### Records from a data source
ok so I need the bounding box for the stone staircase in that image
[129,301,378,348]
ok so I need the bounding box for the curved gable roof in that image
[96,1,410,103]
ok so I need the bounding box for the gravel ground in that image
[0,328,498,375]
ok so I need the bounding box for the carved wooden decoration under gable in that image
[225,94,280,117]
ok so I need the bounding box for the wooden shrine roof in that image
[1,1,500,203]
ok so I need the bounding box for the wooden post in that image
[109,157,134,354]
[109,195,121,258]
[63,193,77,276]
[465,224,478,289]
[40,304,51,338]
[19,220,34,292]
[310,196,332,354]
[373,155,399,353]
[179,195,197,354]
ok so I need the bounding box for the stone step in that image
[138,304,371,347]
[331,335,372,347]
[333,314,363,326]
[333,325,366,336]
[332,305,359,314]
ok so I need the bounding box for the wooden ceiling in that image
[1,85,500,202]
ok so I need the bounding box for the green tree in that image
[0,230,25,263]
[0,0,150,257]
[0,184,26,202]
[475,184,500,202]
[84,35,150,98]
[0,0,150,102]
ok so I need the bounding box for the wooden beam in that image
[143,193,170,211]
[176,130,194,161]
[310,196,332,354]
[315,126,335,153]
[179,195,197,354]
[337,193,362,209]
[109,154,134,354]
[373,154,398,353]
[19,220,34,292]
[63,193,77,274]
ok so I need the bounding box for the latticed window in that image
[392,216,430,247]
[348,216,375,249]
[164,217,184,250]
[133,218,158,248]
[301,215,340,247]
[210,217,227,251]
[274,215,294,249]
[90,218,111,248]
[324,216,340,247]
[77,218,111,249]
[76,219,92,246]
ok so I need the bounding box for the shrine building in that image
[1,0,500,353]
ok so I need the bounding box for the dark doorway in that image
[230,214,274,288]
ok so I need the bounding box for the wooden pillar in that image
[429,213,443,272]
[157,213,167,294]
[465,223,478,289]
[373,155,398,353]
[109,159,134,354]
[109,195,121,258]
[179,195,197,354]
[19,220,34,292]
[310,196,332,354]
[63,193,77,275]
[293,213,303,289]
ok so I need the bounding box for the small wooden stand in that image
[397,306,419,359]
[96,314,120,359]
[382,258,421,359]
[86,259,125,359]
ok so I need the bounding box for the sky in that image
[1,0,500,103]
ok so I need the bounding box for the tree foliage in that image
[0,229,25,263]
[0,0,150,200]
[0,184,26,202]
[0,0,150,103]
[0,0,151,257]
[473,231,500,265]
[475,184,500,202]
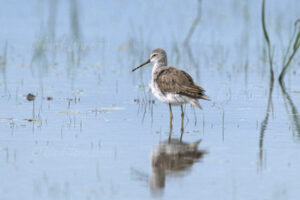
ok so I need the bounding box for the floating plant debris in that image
[26,93,36,101]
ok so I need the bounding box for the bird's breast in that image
[150,80,189,105]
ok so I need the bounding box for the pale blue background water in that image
[0,0,300,199]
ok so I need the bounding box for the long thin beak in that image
[131,59,150,72]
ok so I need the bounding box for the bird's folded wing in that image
[155,67,207,99]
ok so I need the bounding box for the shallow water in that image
[1,0,300,199]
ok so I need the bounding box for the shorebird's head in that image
[149,48,167,64]
[132,48,167,72]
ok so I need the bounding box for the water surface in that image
[1,0,300,199]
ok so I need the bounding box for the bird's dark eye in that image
[151,54,157,59]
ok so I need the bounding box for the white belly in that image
[150,80,189,105]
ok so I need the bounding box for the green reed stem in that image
[279,19,300,83]
[261,0,274,83]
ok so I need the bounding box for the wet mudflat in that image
[0,0,300,200]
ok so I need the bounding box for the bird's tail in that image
[190,99,202,109]
[200,94,210,101]
[188,139,202,151]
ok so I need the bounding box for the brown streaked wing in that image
[155,67,206,99]
[180,70,206,93]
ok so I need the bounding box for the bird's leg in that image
[169,104,173,121]
[169,104,173,140]
[180,105,184,141]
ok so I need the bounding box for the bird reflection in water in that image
[149,139,206,196]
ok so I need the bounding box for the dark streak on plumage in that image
[154,66,209,100]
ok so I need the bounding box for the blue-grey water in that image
[1,0,300,199]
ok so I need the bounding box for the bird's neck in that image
[152,61,167,75]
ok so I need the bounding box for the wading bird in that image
[132,48,209,133]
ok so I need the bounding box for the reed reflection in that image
[258,76,274,170]
[280,82,300,137]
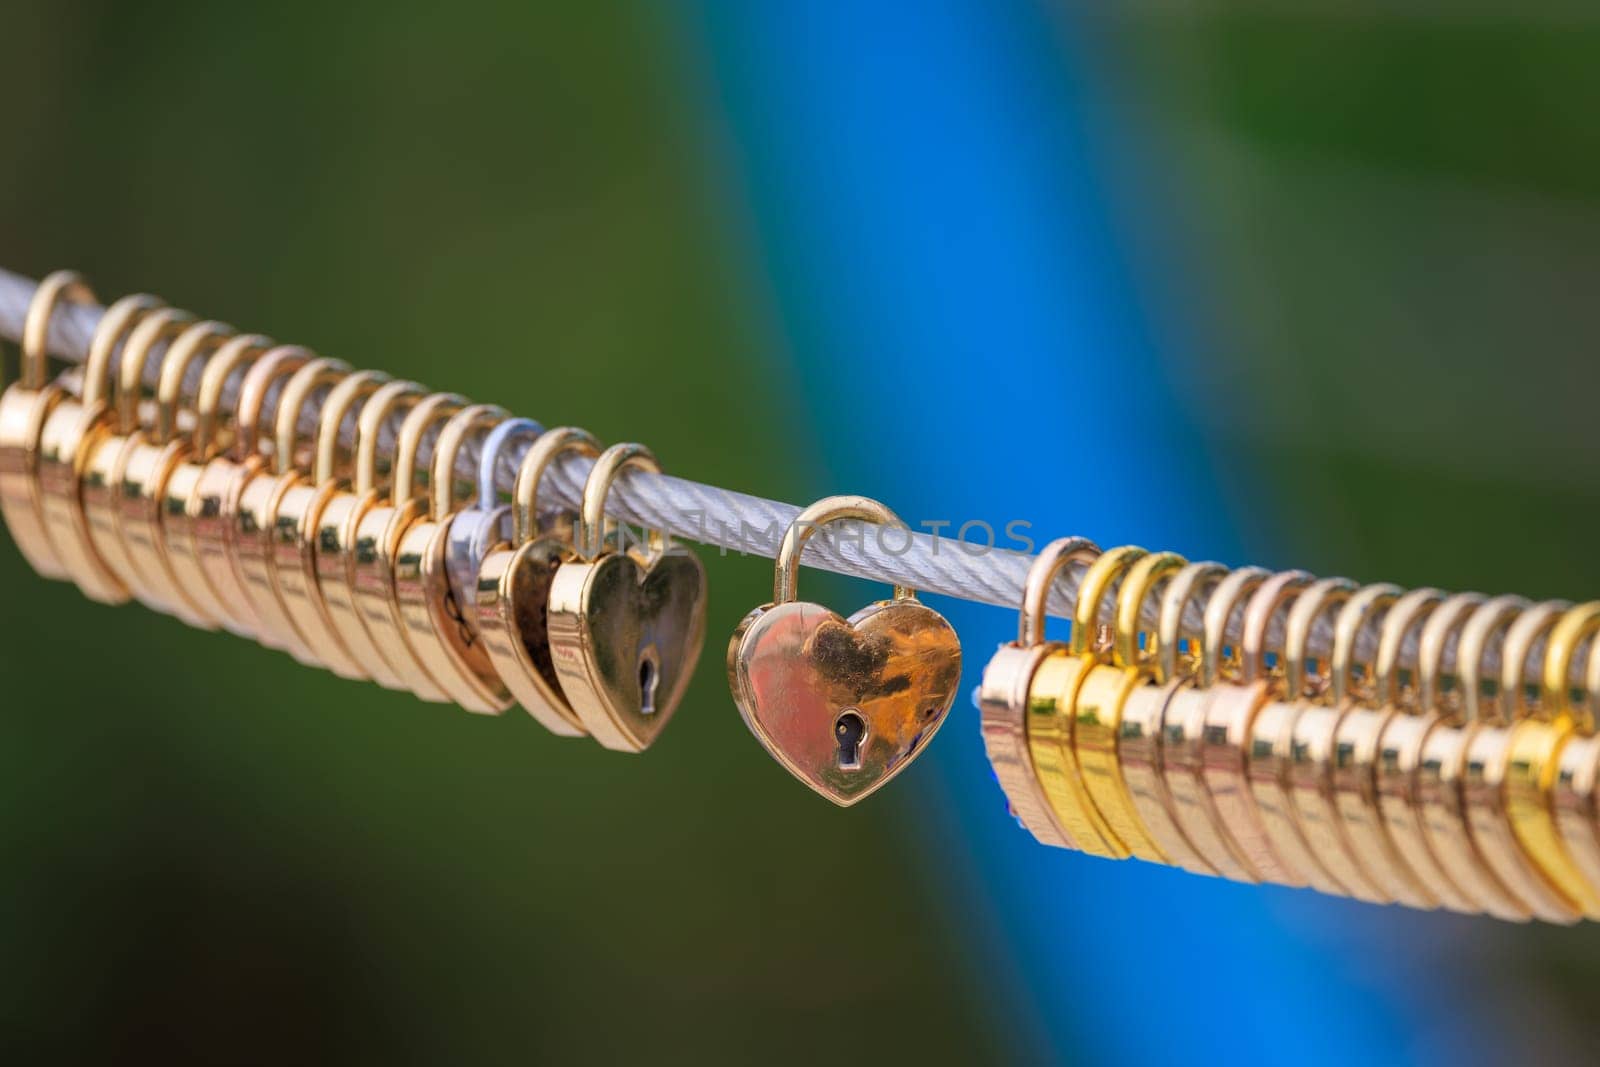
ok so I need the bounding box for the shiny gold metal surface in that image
[312,378,419,690]
[1155,562,1221,686]
[440,417,544,704]
[263,358,367,680]
[729,496,960,805]
[185,335,275,638]
[1028,651,1124,857]
[1064,546,1152,855]
[1553,637,1600,898]
[974,537,1099,848]
[77,304,186,611]
[346,392,466,702]
[1250,695,1352,897]
[1019,547,1145,858]
[1367,588,1477,914]
[0,270,96,580]
[549,444,707,753]
[978,644,1076,848]
[1465,724,1580,924]
[106,308,203,620]
[1329,585,1439,909]
[1196,567,1264,690]
[1162,685,1255,882]
[1118,560,1226,876]
[1506,602,1600,918]
[1120,683,1210,873]
[1411,592,1532,920]
[1205,570,1313,887]
[1107,555,1190,841]
[1159,567,1269,882]
[1245,572,1351,897]
[303,370,397,679]
[1554,727,1600,907]
[1280,577,1387,903]
[1456,596,1580,923]
[476,426,603,736]
[1072,550,1184,863]
[147,319,236,630]
[392,403,513,713]
[36,294,162,604]
[223,347,324,665]
[1038,546,1147,856]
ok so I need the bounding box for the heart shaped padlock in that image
[476,426,602,738]
[546,443,707,752]
[727,496,961,806]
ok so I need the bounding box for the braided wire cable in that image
[0,265,1565,685]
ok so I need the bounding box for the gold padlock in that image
[178,333,277,639]
[344,391,466,702]
[221,347,330,665]
[475,426,602,738]
[311,378,423,689]
[391,403,514,714]
[976,536,1099,847]
[35,293,164,605]
[0,270,96,581]
[728,495,960,805]
[145,318,241,631]
[547,443,707,753]
[261,358,368,679]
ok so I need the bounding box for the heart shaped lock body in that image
[729,596,961,805]
[547,545,708,752]
[479,533,583,733]
[473,424,591,737]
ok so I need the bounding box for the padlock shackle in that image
[1234,569,1312,685]
[21,271,97,391]
[191,334,271,458]
[577,442,663,559]
[1197,566,1268,688]
[775,495,913,605]
[428,403,507,519]
[81,294,163,411]
[273,357,351,476]
[116,308,195,434]
[1019,537,1099,648]
[312,370,390,485]
[390,393,467,508]
[1071,546,1147,656]
[353,380,427,497]
[1111,551,1188,670]
[477,417,544,512]
[153,320,234,446]
[1328,582,1403,710]
[231,346,312,462]
[512,425,599,546]
[1542,600,1600,734]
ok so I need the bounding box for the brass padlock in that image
[476,426,603,738]
[728,495,960,806]
[976,536,1099,846]
[0,271,96,581]
[547,443,708,752]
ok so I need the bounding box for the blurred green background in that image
[6,2,1600,1064]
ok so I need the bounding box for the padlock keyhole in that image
[638,647,660,716]
[834,710,867,771]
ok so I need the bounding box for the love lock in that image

### Goal of the exercise
Except for the pictures, give the data again word for word.

### Output of the task
ok so I need the bounding box for the stone staircase in that image
[129,301,378,348]
ok so I need the bounding box for the curved gable roof in that image
[96,1,410,103]
ok so I need the bounding box for the gravel ground in that image
[0,328,498,375]
ok so I need the bounding box for the carved wooden decoration under gable in that image
[225,94,280,117]
ok so I need the bounding box for the wooden shrine roof in that image
[1,1,500,203]
ok so I need the bounding box for the wooden post in that image
[109,157,134,354]
[109,195,121,258]
[63,193,77,276]
[465,224,478,289]
[40,304,51,338]
[19,220,34,292]
[310,196,332,354]
[373,155,399,353]
[179,195,197,354]
ok so I need the bounding box for the stone step in that image
[138,304,371,347]
[331,335,372,347]
[333,314,363,326]
[333,325,366,336]
[332,305,359,314]
ok so I need the bounding box for the wooden ceiling in that image
[1,85,500,202]
ok so I need the bounding box for the green tree in that image
[0,230,25,263]
[0,0,150,257]
[0,184,26,202]
[475,184,500,202]
[84,35,150,98]
[0,0,150,102]
ok so I need the bounding box for the wooden beam in that image
[143,193,170,211]
[176,130,194,161]
[310,196,332,354]
[315,126,335,153]
[179,195,197,354]
[337,193,362,209]
[109,154,134,354]
[373,154,398,353]
[19,220,34,292]
[63,193,77,274]
ok so I need the bounding box for the latticed window in that image
[392,216,430,247]
[348,216,375,249]
[164,217,184,250]
[133,218,158,248]
[301,215,340,247]
[210,217,227,251]
[274,215,294,249]
[90,218,111,248]
[324,216,340,247]
[77,218,111,249]
[76,219,92,246]
ok so I need the bounding box for the shrine building in that image
[1,0,500,353]
ok so I need the bounding box for the dark doorway in that image
[230,214,274,288]
ok so I need the bounding box for the wooden pillar in that image
[429,213,443,272]
[157,213,167,294]
[465,223,478,289]
[373,155,398,353]
[109,159,134,354]
[109,195,121,258]
[179,195,197,354]
[19,220,34,292]
[310,196,332,354]
[63,193,77,275]
[293,213,303,289]
ok so I need the bounding box for the small wooden stand in that image
[397,306,419,359]
[96,314,120,359]
[382,258,421,359]
[86,259,125,359]
ok so I need the bounding box for the sky in that image
[1,0,500,103]
ok so I need the bounding box for the tree foliage in that image
[0,229,25,263]
[0,0,150,200]
[0,184,26,202]
[0,0,150,103]
[0,0,151,257]
[473,231,500,265]
[475,184,500,202]
ok so I need the bounding box for the floating plant debris in that image
[26,93,36,101]
ok so I need the bounding box for the bird's breast in that image
[150,80,189,105]
ok so I need the bounding box for the pale blue background water in that image
[0,0,300,199]
ok so I need the bounding box for the long thin beak in that image
[131,59,150,72]
ok so I need the bounding box for the bird's folded wing in that image
[155,67,207,99]
ok so I need the bounding box for the shallow water in that image
[1,0,300,199]
ok so I need the bounding box for the shorebird's head in that image
[149,48,167,64]
[132,48,167,72]
ok so I need the bounding box for the water surface in that image
[1,0,300,199]
ok so I need the bounding box for the bird's dark eye in that image
[151,54,157,59]
ok so I need the bounding box for the white belly in that image
[150,80,189,105]
ok so I need the bounding box for the green reed stem in that image
[279,19,300,83]
[261,0,274,83]
ok so I need the bounding box for the wet mudflat in that image
[0,0,300,200]
ok so I need the bounding box for the bird's tail in that image
[190,99,202,109]
[200,94,210,101]
[188,139,202,151]
ok so I need the bounding box for the brown streaked wing in that image
[155,67,206,99]
[180,70,206,93]
ok so I need the bounding box for the bird's leg in that image
[169,104,173,121]
[169,104,173,140]
[180,105,184,141]
ok so I need the bounding box for the bird reflection in water in that image
[149,139,206,196]
ok so I need the bounding box for the dark streak on plumage in that image
[154,66,209,100]
ok so I need the bounding box for the blue-grey water in that image
[1,0,300,199]
ok so I need the bounding box for the bird's neck in that image
[152,61,167,75]
ok so I need the bounding box for the wading bird in that image
[132,48,209,133]
ok so I need the bounding box for the reed reflection in that image
[258,76,274,170]
[280,82,300,137]
ok so I need the bounding box for the shiny gold metal surface in that image
[312,378,419,690]
[1155,562,1221,686]
[440,417,544,704]
[263,358,367,680]
[729,496,960,805]
[185,335,275,638]
[1028,651,1124,857]
[1064,546,1152,855]
[1553,637,1600,898]
[974,537,1099,848]
[77,304,186,611]
[346,392,466,702]
[1250,695,1352,897]
[1019,547,1145,858]
[1367,588,1477,914]
[0,270,96,580]
[549,444,707,753]
[978,644,1076,848]
[1465,724,1580,924]
[106,308,203,620]
[1329,585,1439,909]
[1196,567,1264,690]
[1162,685,1255,882]
[1118,560,1226,876]
[1506,602,1600,918]
[1120,683,1210,873]
[1411,592,1532,920]
[1205,570,1313,887]
[1107,555,1190,841]
[1159,567,1269,882]
[1245,572,1351,897]
[303,370,397,679]
[1554,727,1600,907]
[1280,577,1387,903]
[1456,596,1580,923]
[476,426,603,736]
[1072,550,1184,863]
[147,319,236,630]
[392,403,513,713]
[36,294,162,604]
[223,347,324,665]
[1038,546,1147,856]
ok so I need the bounding box for the heart shaped padlock in that image
[476,426,602,738]
[546,443,707,752]
[727,496,961,806]
ok so I need the bounding box for the braided wire cable in that image
[0,265,1565,685]
ok so I need the bounding box for the gold padlock in that image
[178,333,277,639]
[344,391,466,702]
[221,347,330,665]
[475,426,602,738]
[311,378,423,689]
[391,403,514,714]
[976,536,1099,847]
[35,293,164,605]
[0,270,96,581]
[728,495,960,805]
[145,318,241,631]
[547,443,707,753]
[261,358,368,679]
ok so I need the bounding box for the heart shaped lock body in that image
[729,596,961,805]
[547,545,708,752]
[479,533,583,733]
[473,424,591,737]
ok so I need the bounding box for the padlock shackle in that image
[1234,569,1312,685]
[21,271,97,391]
[191,334,271,458]
[577,442,663,559]
[1197,566,1268,688]
[775,495,913,605]
[428,403,507,519]
[81,294,163,411]
[273,357,351,476]
[116,308,195,434]
[1019,537,1099,648]
[312,370,390,485]
[390,393,467,508]
[1071,546,1147,656]
[353,380,427,497]
[1111,551,1188,670]
[477,417,544,512]
[153,320,234,446]
[1328,582,1403,710]
[231,346,312,462]
[512,425,599,546]
[1542,600,1600,734]
ok so I need the bounding box for the brass padlock in that image
[476,426,603,738]
[728,495,960,806]
[976,536,1099,846]
[0,271,96,581]
[547,443,708,752]
ok so I need the bounding box for the blurred green background in that image
[6,2,1600,1064]
ok so I need the bounding box for the padlock keyhole in that image
[638,647,660,716]
[834,710,867,771]
ok so I need the bounding box for the love lock in that image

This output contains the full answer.